操作说明: 逐字抄录材料中从含有“task | place a point on the rippled”的那一行到含有“x=233, y=127”的那一行之间的各行，首尾两行均包括在内。

位置标注数据集节选:
►

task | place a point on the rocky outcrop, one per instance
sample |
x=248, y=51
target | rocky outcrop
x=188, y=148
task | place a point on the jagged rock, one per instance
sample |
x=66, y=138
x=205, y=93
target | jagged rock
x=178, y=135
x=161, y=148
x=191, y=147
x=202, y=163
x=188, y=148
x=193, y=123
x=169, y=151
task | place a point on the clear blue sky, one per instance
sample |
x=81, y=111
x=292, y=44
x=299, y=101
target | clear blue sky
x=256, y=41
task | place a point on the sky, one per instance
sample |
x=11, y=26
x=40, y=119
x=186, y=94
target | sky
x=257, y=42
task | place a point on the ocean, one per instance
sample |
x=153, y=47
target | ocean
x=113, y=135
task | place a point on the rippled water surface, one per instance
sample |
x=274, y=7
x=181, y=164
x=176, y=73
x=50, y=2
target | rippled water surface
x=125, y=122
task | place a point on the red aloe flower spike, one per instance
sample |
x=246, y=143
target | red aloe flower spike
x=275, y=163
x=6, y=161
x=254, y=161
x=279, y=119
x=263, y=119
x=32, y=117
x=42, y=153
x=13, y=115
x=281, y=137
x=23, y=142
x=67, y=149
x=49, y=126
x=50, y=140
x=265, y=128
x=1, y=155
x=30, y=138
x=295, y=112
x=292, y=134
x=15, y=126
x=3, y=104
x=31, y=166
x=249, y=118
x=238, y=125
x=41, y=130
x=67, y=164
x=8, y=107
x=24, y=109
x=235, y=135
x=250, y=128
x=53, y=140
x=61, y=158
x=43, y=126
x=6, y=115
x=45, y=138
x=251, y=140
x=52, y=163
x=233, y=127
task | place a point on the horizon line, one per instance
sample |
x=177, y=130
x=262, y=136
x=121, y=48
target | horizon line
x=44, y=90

◄

练习结果:
task | place a point on the rippled water surface, one per instance
sample |
x=274, y=7
x=181, y=164
x=176, y=73
x=50, y=2
target | rippled water surface
x=125, y=122
task | place a point on the red aloe flower spike, one per instance
sample |
x=246, y=143
target | red aloe flower spike
x=275, y=163
x=6, y=161
x=254, y=161
x=279, y=119
x=263, y=119
x=32, y=117
x=42, y=153
x=13, y=115
x=281, y=137
x=23, y=142
x=67, y=149
x=49, y=126
x=50, y=140
x=265, y=128
x=1, y=155
x=30, y=138
x=295, y=112
x=292, y=134
x=15, y=126
x=3, y=104
x=31, y=166
x=249, y=118
x=238, y=125
x=41, y=130
x=67, y=164
x=8, y=107
x=24, y=109
x=235, y=135
x=250, y=128
x=53, y=140
x=61, y=158
x=43, y=126
x=6, y=115
x=45, y=138
x=251, y=140
x=52, y=163
x=233, y=127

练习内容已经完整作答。